EXCERPT TO READ
----
Diet
Is Sugar Really 'Poison'?
Yes, no, and maybe: Here's what to know about the harmful effects of sugar.
Updated May 6, 2025 Reviewed by Hara Estroff Marano
Key points
- HHS Secretary Robert F. Kennedy, Jr. recently compared sugar to poison.
- Making bad food choices is a common mistake, but our brains may be rewired, making it not totally our fault.
- Obesity-related brain changes heighten food responsiveness.
During an April 22, 2025, press conference, U.S. Health and Human Services Secretary Robert F. Kennedy Jr. stated, “Sugar is poison, and Americans need to know that it is poisoning us.” Normally, when experts refer to “poison” dramatically, we mean drugs like fentanyl that kill you immediately. Or arsenic, which kills you slowly (as when a person unknowingly receives arsenic from a malevolent source). Kennedy was using dramatic license to make a major point.
----
YOUR TASK
Reproduce the passage of the article on sugar starting at "Updated May 6, 2025" and ending at "totally our fault.".
----
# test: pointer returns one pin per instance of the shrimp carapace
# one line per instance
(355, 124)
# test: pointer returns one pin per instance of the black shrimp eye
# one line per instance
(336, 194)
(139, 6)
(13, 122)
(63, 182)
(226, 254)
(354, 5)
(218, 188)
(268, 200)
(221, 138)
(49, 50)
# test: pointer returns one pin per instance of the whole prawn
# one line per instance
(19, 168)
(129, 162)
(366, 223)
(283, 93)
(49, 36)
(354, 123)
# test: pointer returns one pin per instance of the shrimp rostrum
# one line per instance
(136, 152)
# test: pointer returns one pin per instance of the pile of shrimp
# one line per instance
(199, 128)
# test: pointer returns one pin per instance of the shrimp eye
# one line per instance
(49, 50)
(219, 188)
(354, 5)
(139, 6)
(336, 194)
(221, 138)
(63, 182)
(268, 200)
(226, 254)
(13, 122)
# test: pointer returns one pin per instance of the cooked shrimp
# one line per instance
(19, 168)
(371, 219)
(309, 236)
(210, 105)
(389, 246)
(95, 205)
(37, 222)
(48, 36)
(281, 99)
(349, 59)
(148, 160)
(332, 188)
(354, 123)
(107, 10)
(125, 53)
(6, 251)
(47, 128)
----
COMPLETED EXERCISE
Updated May 6, 2025 Reviewed by Hara Estroff Marano
Key points
- HHS Secretary Robert F. Kennedy, Jr. recently compared sugar to poison.
- Making bad food choices is a common mistake, but our brains may be rewired, making it not totally our fault.